Yup, I'm beginning to really wonder about my direction on these things, and here's why. I phoned a local gold shop and spoke with a very experienced (elderly) player, and his thoughts were to some extent the exact opposite of where I've been heading on this. In fact, he basically said to "stop researching and worrying about things like length and lie and shaft stiffness,etc., and stop trying to solve it all based on a 'static' (desktop) assessment - just come down to the shop and get fitted properly".

 

Obviously, he and the others here who have suggested this very same thing are right - this is the ideal approach, and that's exactly what I'll do this coming weekend. However, he had some additional comments or suggestions that also made perfect sense:

 

1) He tells me that even if the static assessment of my optimal "3+ upright" lie is accurate, none of the mainstream manufacturers offer custom clubs with a lie that high. He says that even when custom ordered, the maximum lie adjustment typically offered is 2+.

 

2) He indicated that even if a static assessment of my optimal lie shows "3+ upright", its essentially meaningless for a beginner, because the average beginner's swing is typically so inconsistent (heel to toe) that the initial lie adjustment is pointless. In fact, he argued that the typical, everyday player (most of whom don't have the time or commitment necessary to optimize their swings), will simply buy "standard" lie irons and adjust their swing to the lie, rather than the other way around.

Given problem 1: Present all of the records as a numbered list, leaving out any blank lines.
The golf fitting post and the records come from unrelated sources.

Records for the task:

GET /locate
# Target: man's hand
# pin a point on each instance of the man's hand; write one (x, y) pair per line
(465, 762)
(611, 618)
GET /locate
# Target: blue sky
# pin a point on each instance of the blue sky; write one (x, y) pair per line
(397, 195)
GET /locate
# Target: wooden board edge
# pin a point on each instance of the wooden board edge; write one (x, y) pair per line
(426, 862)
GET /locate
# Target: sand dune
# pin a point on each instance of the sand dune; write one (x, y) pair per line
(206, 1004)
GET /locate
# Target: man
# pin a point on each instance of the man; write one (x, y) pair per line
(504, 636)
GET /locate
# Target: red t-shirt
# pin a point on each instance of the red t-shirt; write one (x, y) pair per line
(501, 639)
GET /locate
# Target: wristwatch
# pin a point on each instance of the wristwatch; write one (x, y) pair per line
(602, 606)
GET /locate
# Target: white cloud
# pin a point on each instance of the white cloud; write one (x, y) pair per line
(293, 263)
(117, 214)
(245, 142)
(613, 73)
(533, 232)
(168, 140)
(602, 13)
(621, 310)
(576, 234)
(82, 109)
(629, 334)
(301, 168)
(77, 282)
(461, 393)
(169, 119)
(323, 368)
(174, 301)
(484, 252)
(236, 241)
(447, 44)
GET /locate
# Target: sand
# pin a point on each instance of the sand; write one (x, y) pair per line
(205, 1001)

Given problem 2: Please write out everything in the golf fitting post from "1) He tells" down to "offered is 2+.", word for word.

Full output 1:
1. GET /locate
2. # Target: man's hand
3. # pin a point on each instance of the man's hand; write one (x, y) pair per line
4. (465, 762)
5. (611, 618)
6. GET /locate
7. # Target: blue sky
8. # pin a point on each instance of the blue sky; write one (x, y) pair per line
9. (397, 195)
10. GET /locate
11. # Target: wooden board edge
12. # pin a point on each instance of the wooden board edge; write one (x, y) pair per line
13. (426, 862)
14. GET /locate
15. # Target: sand dune
16. # pin a point on each instance of the sand dune; write one (x, y) pair per line
17. (206, 1004)
18. GET /locate
19. # Target: man
20. # pin a point on each instance of the man; write one (x, y) pair per line
21. (504, 636)
22. GET /locate
23. # Target: red t-shirt
24. # pin a point on each instance of the red t-shirt; write one (x, y) pair per line
25. (501, 639)
26. GET /locate
27. # Target: wristwatch
28. # pin a point on each instance of the wristwatch; write one (x, y) pair per line
29. (602, 606)
30. GET /locate
31. # Target: white cloud
32. # pin a point on each instance of the white cloud; write one (x, y) pair per line
33. (293, 263)
34. (117, 214)
35. (245, 142)
36. (613, 73)
37. (533, 232)
38. (168, 140)
39. (602, 13)
40. (621, 310)
41. (576, 234)
42. (82, 109)
43. (629, 334)
44. (301, 168)
45. (77, 282)
46. (461, 393)
47. (169, 119)
48. (323, 368)
49. (174, 301)
50. (484, 252)
51. (236, 241)
52. (447, 44)
53. GET /locate
54. # Target: sand
55. # pin a point on each instance of the sand; write one (x, y) pair per line
56. (205, 1001)

Full output 2:
1) He tells me that even if the static assessment of my optimal "3+ upright" lie is accurate, none of the mainstream manufacturers offer custom clubs with a lie that high. He says that even when custom ordered, the maximum lie adjustment typically offered is 2+.